**WHAT YOU NEED TO DO:** Copy the article on school tutoring word for word, beginning with the words "As a part-time" and stopping after the words "path of teaching.".

**EXCERPTED TEXT:**
This flexibility is also favoring NHS members who weren’t able to volunteer in the Academic Success Center last year. 

As a part-time nanny with a busy schedule, senior Julia Beaumont simply couldn’t squeeze the ACS into her itinerary as it stood last year, and once school shut down in March, her chance was completely taken away. 

When she received the news of the Academic Success Center’s revised form, she eagerly hopped on the opportunity to contribute. Tutoring doesn’t just fulfill NHS requirements for Julia; it also provides experience for her prospective career path of teaching. 

Julia is the only tutor who focuses in French, alongside many other subjects, so she’s been promoting her name in the French classroom, hoping to offer younger students the support she would’ve appreciated in her preliminary years of learning the language. She was pleasantly surprised when, on just the second day of tutoring, a French student popped in seeking some help bringing her grades up. 

But many students face a stigma that surrounds tutoring and holds them back from accepting the help that may strengthen their academic prowess. Julia opposes these preconceived notions; she’s a vehement advocate for tutoring. 

In no way does she believe tutoring is a marker for a student’s intelligence or exerted effort. Especially this year, with the unorthodox style of learning and the unpredictability of every minute, she wants tutoring to be normalized. 

Additionally, Julia considers the experience of tutoring with another student to be entirely unique from receiving extra help from a teacher. 

“If someone is in contact with a peer versus someone who is superior to them, like a teacher,” Julia said, “sometimes things are taught in a more relatable way and in a way that is more personal and can connect to them. It sort of cements it into your mind and allows you to gain a different perspective that can better your learning of different topics.”

Julia empathizes with Sukhpreet as they both anticipate that as the school year picks up and word gets out, more students will take advantage of the opportunities the Academic Success Center provides. 

Sometimes you just need someone to help you study with something—someone to help you go through flashcards because your mom or your sister isn’t able to go through flashcards with you.

— Julia Beaumont

Tutoring isn’t exactly the way it’s painted in many students’ minds, and what remains the same this year is that the National Honor Society’s tutors want to change the rhetoric on tutoring. 

“I think that if we just keep marketing ourselves as someone who is there to help out and supplement in their learning, that’s good because it’s not always [that] you need another teacher,” Julia said. “Sometimes you just need someone to help you study with something—someone to help you go through flashcards because your mom or your sister isn’t able to go through flashcards with you, or you just need help catching up on one lesson.”

Entries from a data source:
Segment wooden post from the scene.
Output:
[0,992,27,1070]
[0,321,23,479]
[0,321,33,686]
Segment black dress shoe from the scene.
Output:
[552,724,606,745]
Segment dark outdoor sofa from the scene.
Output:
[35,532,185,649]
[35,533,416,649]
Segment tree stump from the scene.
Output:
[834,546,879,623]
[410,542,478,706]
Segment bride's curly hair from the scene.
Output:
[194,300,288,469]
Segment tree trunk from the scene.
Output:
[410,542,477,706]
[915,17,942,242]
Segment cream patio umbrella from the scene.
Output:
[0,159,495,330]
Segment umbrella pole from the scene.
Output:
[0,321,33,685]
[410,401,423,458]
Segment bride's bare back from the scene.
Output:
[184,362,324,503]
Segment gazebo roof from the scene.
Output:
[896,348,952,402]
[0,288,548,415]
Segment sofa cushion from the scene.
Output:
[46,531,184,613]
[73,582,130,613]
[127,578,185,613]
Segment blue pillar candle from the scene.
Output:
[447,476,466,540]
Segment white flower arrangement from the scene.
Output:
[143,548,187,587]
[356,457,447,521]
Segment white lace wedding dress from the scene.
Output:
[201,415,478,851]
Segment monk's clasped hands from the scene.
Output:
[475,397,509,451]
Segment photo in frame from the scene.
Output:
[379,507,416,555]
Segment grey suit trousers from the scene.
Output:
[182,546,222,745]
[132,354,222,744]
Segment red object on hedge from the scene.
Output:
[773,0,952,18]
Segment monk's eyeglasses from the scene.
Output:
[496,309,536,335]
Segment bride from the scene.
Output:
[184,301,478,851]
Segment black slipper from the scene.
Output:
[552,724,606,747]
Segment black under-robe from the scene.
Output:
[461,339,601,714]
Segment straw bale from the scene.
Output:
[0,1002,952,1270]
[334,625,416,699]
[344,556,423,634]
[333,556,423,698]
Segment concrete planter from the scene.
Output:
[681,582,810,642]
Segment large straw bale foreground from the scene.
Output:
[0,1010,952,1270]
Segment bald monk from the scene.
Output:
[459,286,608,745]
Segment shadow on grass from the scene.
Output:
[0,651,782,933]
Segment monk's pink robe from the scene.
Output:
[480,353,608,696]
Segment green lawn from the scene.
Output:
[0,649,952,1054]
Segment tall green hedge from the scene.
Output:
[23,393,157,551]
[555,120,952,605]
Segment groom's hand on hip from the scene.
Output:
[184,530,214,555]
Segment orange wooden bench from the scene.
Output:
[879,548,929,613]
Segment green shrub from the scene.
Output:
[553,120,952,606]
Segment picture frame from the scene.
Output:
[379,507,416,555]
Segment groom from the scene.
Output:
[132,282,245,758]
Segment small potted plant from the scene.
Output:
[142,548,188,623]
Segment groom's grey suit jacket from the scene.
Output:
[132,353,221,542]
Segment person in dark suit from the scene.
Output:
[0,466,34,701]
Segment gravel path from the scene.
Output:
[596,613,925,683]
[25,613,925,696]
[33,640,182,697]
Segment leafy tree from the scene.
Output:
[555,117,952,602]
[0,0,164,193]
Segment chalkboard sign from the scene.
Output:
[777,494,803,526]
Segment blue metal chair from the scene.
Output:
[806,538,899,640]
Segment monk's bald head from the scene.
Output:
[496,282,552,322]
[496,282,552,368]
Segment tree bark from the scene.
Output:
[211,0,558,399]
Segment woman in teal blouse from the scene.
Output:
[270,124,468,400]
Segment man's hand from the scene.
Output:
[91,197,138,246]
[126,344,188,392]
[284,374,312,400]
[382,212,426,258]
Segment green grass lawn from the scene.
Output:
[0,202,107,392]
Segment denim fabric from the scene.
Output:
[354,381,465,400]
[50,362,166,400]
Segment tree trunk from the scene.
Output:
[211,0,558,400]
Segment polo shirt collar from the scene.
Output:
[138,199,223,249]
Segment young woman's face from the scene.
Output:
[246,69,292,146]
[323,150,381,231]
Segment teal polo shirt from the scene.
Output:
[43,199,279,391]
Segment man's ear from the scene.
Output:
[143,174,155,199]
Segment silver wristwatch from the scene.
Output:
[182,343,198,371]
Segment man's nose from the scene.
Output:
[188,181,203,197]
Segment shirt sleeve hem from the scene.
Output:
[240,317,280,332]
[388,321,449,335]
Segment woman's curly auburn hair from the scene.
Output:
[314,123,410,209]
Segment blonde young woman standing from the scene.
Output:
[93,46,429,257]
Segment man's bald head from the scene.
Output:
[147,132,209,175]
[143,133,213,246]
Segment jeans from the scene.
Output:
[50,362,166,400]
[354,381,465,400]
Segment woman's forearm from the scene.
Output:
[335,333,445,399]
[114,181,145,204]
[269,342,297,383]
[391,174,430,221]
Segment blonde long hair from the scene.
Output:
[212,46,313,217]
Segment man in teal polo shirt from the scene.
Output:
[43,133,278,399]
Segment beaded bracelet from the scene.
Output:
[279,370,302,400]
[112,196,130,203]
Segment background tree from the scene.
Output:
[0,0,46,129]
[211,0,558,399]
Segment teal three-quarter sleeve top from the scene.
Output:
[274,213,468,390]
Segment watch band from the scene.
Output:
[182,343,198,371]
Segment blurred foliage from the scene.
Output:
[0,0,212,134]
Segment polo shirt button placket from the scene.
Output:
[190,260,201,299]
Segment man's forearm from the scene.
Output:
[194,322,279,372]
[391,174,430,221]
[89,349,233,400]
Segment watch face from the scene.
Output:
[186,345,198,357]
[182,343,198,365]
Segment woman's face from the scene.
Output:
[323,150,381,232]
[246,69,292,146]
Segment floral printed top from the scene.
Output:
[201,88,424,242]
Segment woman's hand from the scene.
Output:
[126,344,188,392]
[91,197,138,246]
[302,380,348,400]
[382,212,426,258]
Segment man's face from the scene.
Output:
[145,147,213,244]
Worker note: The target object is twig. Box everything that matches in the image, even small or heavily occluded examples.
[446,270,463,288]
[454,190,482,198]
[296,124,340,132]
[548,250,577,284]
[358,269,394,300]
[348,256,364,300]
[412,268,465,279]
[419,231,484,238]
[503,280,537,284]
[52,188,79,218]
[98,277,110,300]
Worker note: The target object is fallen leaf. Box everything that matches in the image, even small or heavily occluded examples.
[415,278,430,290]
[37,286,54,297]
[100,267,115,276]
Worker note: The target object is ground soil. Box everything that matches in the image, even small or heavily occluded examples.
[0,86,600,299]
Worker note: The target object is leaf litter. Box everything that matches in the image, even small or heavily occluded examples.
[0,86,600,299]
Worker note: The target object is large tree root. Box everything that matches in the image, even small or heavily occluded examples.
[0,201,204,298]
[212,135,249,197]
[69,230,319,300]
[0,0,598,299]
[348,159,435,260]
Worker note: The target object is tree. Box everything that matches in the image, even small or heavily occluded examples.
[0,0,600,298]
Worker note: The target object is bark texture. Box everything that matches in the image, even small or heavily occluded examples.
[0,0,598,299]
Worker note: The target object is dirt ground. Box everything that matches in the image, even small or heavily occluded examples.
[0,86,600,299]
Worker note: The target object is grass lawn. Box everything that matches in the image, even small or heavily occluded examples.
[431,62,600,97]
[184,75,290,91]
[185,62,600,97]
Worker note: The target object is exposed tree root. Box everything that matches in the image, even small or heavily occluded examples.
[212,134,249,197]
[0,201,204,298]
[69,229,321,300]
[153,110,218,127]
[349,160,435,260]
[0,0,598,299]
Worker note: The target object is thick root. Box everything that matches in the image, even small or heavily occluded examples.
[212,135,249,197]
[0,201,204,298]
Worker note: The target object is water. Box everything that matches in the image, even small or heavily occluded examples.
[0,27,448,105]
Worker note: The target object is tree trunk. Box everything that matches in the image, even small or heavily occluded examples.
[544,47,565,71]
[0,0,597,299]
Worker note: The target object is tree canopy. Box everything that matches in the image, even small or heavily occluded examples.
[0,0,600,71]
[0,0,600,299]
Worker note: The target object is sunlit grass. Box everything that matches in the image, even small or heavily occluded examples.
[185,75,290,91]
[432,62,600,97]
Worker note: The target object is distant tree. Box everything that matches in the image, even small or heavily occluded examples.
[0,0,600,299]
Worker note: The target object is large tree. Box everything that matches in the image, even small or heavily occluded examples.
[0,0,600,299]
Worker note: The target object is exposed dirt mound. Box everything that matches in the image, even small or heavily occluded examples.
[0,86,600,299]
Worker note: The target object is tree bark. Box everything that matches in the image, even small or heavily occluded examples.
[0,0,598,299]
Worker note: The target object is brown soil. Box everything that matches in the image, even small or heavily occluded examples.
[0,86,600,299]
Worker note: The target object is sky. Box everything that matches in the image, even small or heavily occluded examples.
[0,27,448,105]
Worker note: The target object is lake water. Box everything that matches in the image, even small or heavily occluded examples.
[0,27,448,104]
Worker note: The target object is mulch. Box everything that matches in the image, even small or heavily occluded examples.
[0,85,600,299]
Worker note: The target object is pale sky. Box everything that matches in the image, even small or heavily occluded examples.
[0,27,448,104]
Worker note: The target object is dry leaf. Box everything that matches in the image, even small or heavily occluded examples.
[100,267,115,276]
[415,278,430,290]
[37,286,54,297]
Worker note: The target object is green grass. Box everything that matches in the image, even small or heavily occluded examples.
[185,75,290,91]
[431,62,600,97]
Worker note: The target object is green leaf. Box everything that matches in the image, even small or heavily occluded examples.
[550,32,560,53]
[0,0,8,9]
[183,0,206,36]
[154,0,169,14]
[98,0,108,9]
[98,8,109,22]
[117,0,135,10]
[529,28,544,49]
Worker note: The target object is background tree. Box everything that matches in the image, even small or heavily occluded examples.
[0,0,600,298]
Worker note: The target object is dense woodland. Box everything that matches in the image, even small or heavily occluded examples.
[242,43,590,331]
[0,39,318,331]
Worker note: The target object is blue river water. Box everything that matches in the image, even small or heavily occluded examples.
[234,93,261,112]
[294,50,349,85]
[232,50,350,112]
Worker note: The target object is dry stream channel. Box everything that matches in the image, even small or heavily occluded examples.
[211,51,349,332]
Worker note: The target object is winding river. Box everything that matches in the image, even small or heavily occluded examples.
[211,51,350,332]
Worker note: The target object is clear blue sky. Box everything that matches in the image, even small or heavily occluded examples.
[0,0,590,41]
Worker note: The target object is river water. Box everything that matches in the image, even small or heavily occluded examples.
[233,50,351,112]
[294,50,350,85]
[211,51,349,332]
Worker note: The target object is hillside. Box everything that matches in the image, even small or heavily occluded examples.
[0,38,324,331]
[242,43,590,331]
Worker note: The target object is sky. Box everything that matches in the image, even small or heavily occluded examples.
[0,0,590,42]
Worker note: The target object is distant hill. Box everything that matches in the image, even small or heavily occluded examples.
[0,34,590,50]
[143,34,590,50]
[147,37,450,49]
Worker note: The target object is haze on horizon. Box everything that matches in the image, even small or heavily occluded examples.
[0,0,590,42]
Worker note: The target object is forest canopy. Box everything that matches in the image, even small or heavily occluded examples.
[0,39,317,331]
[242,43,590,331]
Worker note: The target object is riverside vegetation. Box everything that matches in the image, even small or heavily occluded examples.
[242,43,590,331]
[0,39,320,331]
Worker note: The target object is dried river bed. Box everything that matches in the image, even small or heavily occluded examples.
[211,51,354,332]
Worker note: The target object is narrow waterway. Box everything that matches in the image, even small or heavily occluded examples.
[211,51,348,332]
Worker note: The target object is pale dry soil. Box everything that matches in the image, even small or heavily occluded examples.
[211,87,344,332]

**SOLUTION:**
As a part-time nanny with a busy schedule, senior Julia Beaumont simply couldn’t squeeze the ACS into her itinerary as it stood last year, and once school shut down in March, her chance was completely taken away. 

When she received the news of the Academic Success Center’s revised form, she eagerly hopped on the opportunity to contribute. Tutoring doesn’t just fulfill NHS requirements for Julia; it also provides experience for her prospective career path of teaching.